=== OEFENREEKS ===
- a) Hoeveel sloffen sigaretten zou de verdachte volgens het fragment op 17 januari 2013 uit de Sligro hebben gestolen?
- b) Druk alstublieft het stuk uit het fragment af dat begint bij de woorden "3. Voorvragen" en ophoudt na "[aangever] en de bekennende verklaring van verdachte.".

=== AANGELEVERD FRAGMENT ===

==================================================

De verdenking komt er, kort en feitelijk weergegeven, op neer dat verdachte:
16/700018-13: op 20 december 2012 in Utrecht samen met een ander heeft geprobeerd snackbar [naam] te overvallen en/of heeft geprobeerd [slachtoffer 1] en/of [slachtoffer 2] af te persen door middel van geweld en/of bedreiging met geweld.
16/011855-13:
Feit 1: op 12 januari 2013 te Nieuwegein 18 sloffen sigaretten heeft gestolen uit de Sligro;
Feit 2: op 17 januari 2013 te Nieuwegein 20 sloffen sigaretten heeft gestolen uit de Sligro.
3. Voorvragen
De dagvaarding is geldig, deze rechtbank is bevoegd tot kennisneming van de ten laste gelegde feiten en de officier van justitie is ontvankelijk. Er zijn geen redenen voor schorsing van de vervolging.
4. Waardering van het bewijs
4.1 Het standpunt van het Openbaar Ministerie
De officier van justitie acht wettig en overtuigend bewezen dat verdachte alle aan hem ten laste gelegde feiten heeft begaan. De officier van justitie baseert zich ten aanzien van het feit met parketnummer 16/700018-13 op de aangifte van [slachtoffer 1], de getuigenverklaringen van [slachtoffer 2] en [slachtoffer 3], de processen-verbaal van bevindingen en de bekennende verklaring van verdachte. De officier van justitie baseert zich ten aanzien van de feiten met parketnummer 16/011855-13 op de aangiften van [aangever] en de bekennende verklaring van verdachte.

==================================================

=== Annotatiegegevens over objectlocaties ===

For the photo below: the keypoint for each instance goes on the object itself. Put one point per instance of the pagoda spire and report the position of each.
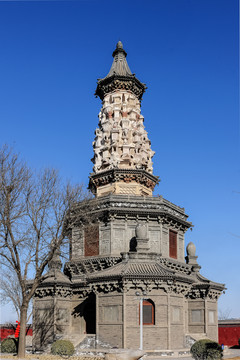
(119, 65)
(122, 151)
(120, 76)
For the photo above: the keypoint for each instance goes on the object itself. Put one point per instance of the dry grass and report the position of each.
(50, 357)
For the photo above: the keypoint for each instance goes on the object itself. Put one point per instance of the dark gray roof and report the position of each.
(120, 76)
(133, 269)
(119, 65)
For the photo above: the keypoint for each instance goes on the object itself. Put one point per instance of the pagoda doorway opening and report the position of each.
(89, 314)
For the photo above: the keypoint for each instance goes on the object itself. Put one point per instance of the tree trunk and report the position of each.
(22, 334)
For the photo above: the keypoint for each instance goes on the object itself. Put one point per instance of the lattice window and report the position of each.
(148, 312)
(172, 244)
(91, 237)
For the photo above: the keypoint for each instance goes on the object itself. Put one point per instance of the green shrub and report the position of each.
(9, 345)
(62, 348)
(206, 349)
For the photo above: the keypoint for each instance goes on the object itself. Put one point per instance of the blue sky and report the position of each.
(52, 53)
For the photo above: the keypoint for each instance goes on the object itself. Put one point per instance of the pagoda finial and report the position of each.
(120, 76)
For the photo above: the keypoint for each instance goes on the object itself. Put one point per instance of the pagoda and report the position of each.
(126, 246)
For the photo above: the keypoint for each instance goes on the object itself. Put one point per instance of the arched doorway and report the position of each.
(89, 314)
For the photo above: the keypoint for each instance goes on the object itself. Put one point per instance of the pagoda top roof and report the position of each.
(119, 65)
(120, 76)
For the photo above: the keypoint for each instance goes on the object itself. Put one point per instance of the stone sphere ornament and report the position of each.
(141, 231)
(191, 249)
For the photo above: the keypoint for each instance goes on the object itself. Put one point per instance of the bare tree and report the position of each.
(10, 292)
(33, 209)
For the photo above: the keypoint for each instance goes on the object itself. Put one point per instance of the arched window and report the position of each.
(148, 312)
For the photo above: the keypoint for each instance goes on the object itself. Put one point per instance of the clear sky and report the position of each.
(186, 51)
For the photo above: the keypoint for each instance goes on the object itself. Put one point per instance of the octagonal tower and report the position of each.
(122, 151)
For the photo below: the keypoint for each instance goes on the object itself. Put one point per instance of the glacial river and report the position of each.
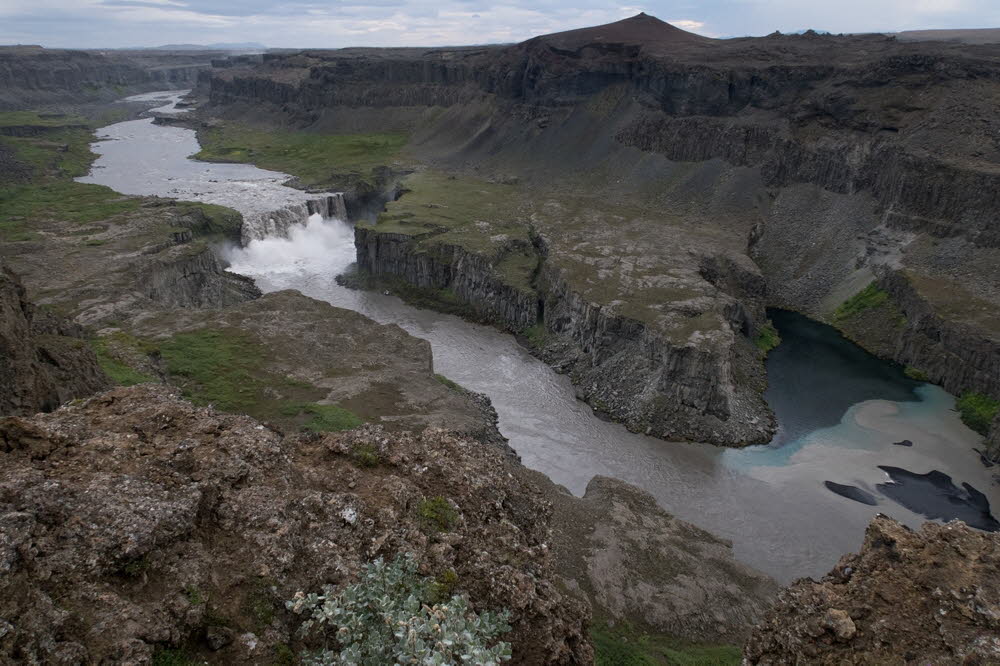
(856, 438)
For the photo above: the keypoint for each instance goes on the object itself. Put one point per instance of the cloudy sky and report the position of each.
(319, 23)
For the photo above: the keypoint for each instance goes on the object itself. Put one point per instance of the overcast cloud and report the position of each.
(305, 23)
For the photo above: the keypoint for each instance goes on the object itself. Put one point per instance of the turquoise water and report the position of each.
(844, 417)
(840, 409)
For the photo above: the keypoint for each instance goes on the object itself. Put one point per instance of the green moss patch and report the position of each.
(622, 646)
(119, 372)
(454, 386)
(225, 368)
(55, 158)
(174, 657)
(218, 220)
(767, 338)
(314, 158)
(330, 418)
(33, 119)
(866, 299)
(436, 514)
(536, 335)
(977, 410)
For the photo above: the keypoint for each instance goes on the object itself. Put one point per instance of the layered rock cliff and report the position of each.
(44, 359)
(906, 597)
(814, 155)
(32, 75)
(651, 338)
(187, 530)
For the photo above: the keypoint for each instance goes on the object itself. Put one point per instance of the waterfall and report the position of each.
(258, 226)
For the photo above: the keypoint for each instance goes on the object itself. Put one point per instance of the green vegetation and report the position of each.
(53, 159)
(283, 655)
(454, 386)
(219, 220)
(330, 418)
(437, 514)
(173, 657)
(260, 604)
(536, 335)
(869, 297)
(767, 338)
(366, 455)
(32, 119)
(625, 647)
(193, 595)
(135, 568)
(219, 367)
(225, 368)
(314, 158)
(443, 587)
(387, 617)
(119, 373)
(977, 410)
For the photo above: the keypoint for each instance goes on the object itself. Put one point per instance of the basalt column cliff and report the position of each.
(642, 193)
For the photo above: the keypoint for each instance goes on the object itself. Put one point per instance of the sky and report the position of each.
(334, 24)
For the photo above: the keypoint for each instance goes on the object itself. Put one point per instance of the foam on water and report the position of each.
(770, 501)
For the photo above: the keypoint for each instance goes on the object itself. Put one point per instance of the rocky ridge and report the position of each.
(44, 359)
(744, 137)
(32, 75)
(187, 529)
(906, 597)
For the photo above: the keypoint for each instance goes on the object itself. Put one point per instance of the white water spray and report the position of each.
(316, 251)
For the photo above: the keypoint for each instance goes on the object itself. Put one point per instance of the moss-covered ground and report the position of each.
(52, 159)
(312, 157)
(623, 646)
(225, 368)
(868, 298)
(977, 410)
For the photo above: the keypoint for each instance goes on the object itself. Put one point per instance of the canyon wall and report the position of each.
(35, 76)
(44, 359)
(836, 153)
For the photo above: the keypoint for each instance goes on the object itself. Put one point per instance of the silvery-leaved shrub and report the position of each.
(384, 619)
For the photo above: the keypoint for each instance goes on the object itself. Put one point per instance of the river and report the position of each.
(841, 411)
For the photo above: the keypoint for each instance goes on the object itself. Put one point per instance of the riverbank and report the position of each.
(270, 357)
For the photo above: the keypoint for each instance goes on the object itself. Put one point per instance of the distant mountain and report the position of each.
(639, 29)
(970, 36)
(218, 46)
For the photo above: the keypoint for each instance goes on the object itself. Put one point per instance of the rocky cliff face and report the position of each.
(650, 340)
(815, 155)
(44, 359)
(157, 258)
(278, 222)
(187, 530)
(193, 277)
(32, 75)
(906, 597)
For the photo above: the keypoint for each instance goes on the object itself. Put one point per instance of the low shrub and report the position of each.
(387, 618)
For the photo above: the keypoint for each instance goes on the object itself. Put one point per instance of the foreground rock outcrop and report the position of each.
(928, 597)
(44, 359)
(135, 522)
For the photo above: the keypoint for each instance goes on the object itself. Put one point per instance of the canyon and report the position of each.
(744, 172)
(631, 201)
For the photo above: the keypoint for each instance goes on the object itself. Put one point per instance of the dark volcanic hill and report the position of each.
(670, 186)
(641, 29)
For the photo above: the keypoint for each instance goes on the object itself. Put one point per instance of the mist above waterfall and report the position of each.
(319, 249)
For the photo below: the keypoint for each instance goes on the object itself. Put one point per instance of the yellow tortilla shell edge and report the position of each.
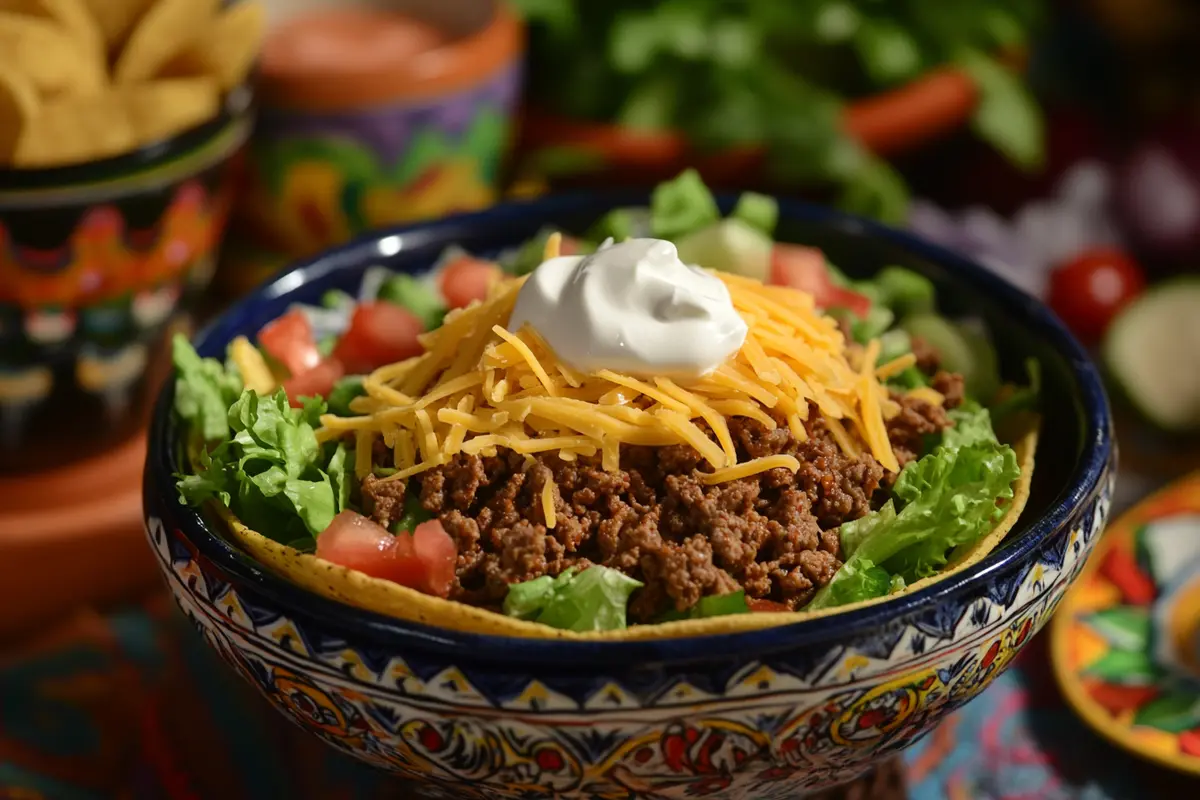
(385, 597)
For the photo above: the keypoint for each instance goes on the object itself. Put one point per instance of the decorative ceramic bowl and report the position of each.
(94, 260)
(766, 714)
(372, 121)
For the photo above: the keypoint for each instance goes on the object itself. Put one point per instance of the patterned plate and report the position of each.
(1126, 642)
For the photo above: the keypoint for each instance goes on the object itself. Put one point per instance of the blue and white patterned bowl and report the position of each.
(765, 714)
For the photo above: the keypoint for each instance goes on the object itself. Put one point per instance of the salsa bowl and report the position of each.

==================================================

=== ANTWOORDEN OP VOLGORDE ===
- a) 20 sloffen sigaretten.

- b)
3. Voorvragen
De dagvaarding is geldig, deze rechtbank is bevoegd tot kennisneming van de ten laste gelegde feiten en de officier van justitie is ontvankelijk. Er zijn geen redenen voor schorsing van de vervolging.
4. Waardering van het bewijs
4.1 Het standpunt van het Openbaar Ministerie
De officier van justitie acht wettig en overtuigend bewezen dat verdachte alle aan hem ten laste gelegde feiten heeft begaan. De officier van justitie baseert zich ten aanzien van het feit met parketnummer 16/700018-13 op de aangifte van [slachtoffer 1], de getuigenverklaringen van [slachtoffer 2] en [slachtoffer 3], de processen-verbaal van bevindingen en de bekennende verklaring van verdachte. De officier van justitie baseert zich ten aanzien van de feiten met parketnummer 16/011855-13 op de aangiften van [aangever] en de bekennende verklaring van verdachte.